» **INSTRUCTIONS FOR THE TASK**
All records, exactly as written, minus the pictures: copy them out.

» **EXTRACTED RECORDS**
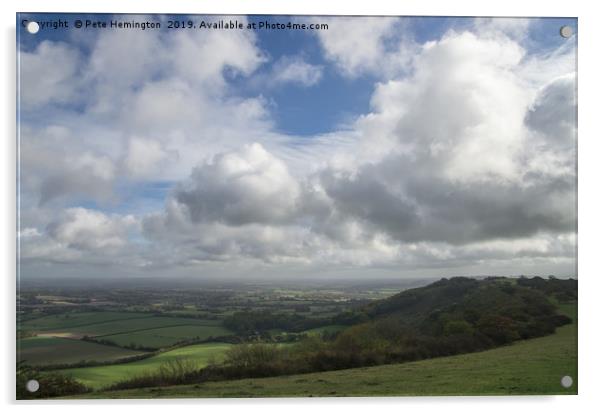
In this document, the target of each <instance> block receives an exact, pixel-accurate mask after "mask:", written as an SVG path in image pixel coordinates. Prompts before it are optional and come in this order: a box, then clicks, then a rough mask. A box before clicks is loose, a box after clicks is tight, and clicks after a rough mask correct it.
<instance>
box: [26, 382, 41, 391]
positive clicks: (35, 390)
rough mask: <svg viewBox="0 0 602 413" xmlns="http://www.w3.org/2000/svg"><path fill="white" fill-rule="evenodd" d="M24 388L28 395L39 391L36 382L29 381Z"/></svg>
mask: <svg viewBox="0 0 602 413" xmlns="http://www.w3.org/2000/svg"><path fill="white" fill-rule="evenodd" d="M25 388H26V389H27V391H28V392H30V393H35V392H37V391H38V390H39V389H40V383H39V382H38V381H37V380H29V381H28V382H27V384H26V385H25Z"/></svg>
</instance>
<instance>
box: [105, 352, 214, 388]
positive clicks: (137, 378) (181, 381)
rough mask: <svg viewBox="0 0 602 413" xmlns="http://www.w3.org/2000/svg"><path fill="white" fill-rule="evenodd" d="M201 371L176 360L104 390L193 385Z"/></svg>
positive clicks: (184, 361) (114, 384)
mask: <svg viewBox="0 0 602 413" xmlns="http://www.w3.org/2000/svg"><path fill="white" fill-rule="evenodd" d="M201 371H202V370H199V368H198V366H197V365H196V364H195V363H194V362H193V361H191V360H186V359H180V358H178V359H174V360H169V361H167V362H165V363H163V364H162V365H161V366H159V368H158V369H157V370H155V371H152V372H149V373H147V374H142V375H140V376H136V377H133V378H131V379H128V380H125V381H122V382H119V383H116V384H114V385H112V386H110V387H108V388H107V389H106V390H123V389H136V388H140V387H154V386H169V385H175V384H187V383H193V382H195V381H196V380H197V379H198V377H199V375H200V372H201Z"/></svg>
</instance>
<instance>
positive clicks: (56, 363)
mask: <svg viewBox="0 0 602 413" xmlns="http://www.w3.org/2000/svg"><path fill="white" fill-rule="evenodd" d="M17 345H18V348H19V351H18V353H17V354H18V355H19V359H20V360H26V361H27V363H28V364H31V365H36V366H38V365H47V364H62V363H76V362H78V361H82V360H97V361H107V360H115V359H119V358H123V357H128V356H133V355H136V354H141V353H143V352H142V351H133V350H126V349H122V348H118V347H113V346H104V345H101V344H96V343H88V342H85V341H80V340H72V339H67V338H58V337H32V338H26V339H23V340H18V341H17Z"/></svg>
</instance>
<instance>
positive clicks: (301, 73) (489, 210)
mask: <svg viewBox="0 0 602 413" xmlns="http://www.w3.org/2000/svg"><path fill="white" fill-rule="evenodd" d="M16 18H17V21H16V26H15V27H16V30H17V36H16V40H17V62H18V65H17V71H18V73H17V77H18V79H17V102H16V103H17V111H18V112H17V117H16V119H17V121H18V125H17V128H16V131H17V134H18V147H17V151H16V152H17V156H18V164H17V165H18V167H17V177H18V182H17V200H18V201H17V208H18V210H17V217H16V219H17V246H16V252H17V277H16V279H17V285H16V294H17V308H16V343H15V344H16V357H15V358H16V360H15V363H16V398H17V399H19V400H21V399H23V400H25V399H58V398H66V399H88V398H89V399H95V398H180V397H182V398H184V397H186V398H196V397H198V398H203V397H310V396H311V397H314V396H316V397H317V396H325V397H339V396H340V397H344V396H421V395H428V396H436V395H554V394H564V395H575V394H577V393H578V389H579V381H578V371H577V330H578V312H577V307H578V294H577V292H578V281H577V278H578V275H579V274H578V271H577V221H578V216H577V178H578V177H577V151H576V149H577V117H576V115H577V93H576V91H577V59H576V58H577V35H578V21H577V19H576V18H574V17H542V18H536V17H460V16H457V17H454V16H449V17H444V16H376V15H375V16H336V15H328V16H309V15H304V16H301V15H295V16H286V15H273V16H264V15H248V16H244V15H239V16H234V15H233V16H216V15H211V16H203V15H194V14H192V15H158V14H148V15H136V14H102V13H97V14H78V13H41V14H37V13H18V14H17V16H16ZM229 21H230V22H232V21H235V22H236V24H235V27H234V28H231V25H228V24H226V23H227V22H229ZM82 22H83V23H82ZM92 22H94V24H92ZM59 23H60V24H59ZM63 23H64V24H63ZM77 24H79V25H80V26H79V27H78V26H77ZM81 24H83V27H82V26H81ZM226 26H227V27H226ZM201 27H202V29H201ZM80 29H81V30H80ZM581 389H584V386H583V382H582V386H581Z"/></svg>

» **EXERCISE ANSWER**
In this document, the target of each <instance> block receives an exact, pixel-accurate mask after "mask:", written as an SVG path in image pixel coordinates. Prompts before it are optional and come in this order: a box, then clicks, then a rough mask. A box before clicks is loose, a box after clicks is tight, and clicks after a rough mask correct it.
<instance>
box: [26, 382, 41, 391]
positive clicks: (35, 390)
rough mask: <svg viewBox="0 0 602 413" xmlns="http://www.w3.org/2000/svg"><path fill="white" fill-rule="evenodd" d="M24 388L28 395L39 391L36 382L29 381Z"/></svg>
mask: <svg viewBox="0 0 602 413" xmlns="http://www.w3.org/2000/svg"><path fill="white" fill-rule="evenodd" d="M25 388H26V389H27V391H28V392H30V393H35V392H37V391H38V390H39V389H40V383H39V382H38V381H37V380H29V381H28V382H27V384H26V385H25Z"/></svg>
</instance>
<instance>
box: [105, 352, 214, 388]
positive clicks: (137, 378) (181, 381)
rough mask: <svg viewBox="0 0 602 413" xmlns="http://www.w3.org/2000/svg"><path fill="white" fill-rule="evenodd" d="M201 371L176 360L104 390L193 385Z"/></svg>
positive clicks: (184, 361) (114, 384)
mask: <svg viewBox="0 0 602 413" xmlns="http://www.w3.org/2000/svg"><path fill="white" fill-rule="evenodd" d="M201 371H202V370H199V368H198V366H197V365H196V364H195V363H194V362H193V361H191V360H186V359H180V358H178V359H174V360H169V361H167V362H165V363H163V364H162V365H161V366H159V368H158V369H157V370H155V371H152V372H149V373H147V374H142V375H140V376H136V377H133V378H131V379H128V380H125V381H122V382H119V383H116V384H114V385H112V386H110V387H108V388H107V389H106V390H123V389H136V388H140V387H154V386H169V385H175V384H187V383H193V382H195V381H196V380H197V379H198V377H199V375H200V372H201Z"/></svg>
</instance>
<instance>
positive clicks: (56, 363)
mask: <svg viewBox="0 0 602 413" xmlns="http://www.w3.org/2000/svg"><path fill="white" fill-rule="evenodd" d="M17 345H18V348H19V351H18V353H17V354H18V355H19V359H20V360H26V361H27V363H28V364H31V365H36V366H38V365H47V364H62V363H76V362H78V361H82V360H97V361H107V360H115V359H119V358H123V357H128V356H133V355H136V354H141V353H143V352H142V351H133V350H126V349H122V348H118V347H113V346H104V345H101V344H96V343H88V342H85V341H80V340H72V339H67V338H58V337H32V338H26V339H23V340H18V341H17Z"/></svg>
</instance>
<instance>
positive clicks: (301, 73) (489, 210)
mask: <svg viewBox="0 0 602 413" xmlns="http://www.w3.org/2000/svg"><path fill="white" fill-rule="evenodd" d="M16 18H17V21H16V26H15V27H16V30H17V36H16V40H17V62H18V65H17V71H18V73H17V77H18V79H17V102H16V103H17V111H18V112H17V117H16V119H17V121H18V125H17V128H16V131H17V134H18V147H17V151H16V152H17V156H18V164H17V165H18V167H17V177H18V182H17V200H18V201H17V208H18V210H17V217H16V219H17V246H16V252H17V277H16V279H17V285H16V294H17V308H16V343H15V344H16V357H15V358H16V360H15V363H16V398H17V399H19V400H21V399H23V400H25V399H58V398H66V399H88V398H89V399H95V398H180V397H182V398H184V397H186V398H196V397H198V398H203V397H310V396H311V397H314V396H316V397H317V396H325V397H339V396H340V397H344V396H421V395H428V396H436V395H554V394H564V395H575V394H577V393H578V389H579V381H578V371H577V330H578V312H577V307H578V294H577V292H578V281H577V278H578V275H579V274H578V271H577V221H578V216H577V178H578V177H577V151H576V149H577V117H576V115H577V93H576V91H577V59H576V58H577V35H578V21H577V19H576V18H574V17H542V18H536V17H460V16H457V17H454V16H449V17H444V16H376V15H375V16H336V15H328V16H309V15H304V16H301V15H295V16H286V15H273V16H264V15H248V16H244V15H239V16H234V15H233V16H216V15H211V16H203V15H194V14H192V15H158V14H148V15H136V14H102V13H97V14H78V13H41V14H37V13H18V14H17V16H16ZM229 21H230V22H232V21H235V22H236V24H235V27H234V28H231V25H228V24H226V23H227V22H229ZM82 22H83V23H82ZM92 22H94V24H92ZM59 23H60V24H59ZM63 23H64V24H63ZM77 24H79V25H80V26H79V27H78V26H77ZM81 24H83V27H82V26H81ZM226 26H227V27H226ZM201 27H202V29H201ZM80 29H81V30H80ZM581 389H584V386H583V382H582V386H581Z"/></svg>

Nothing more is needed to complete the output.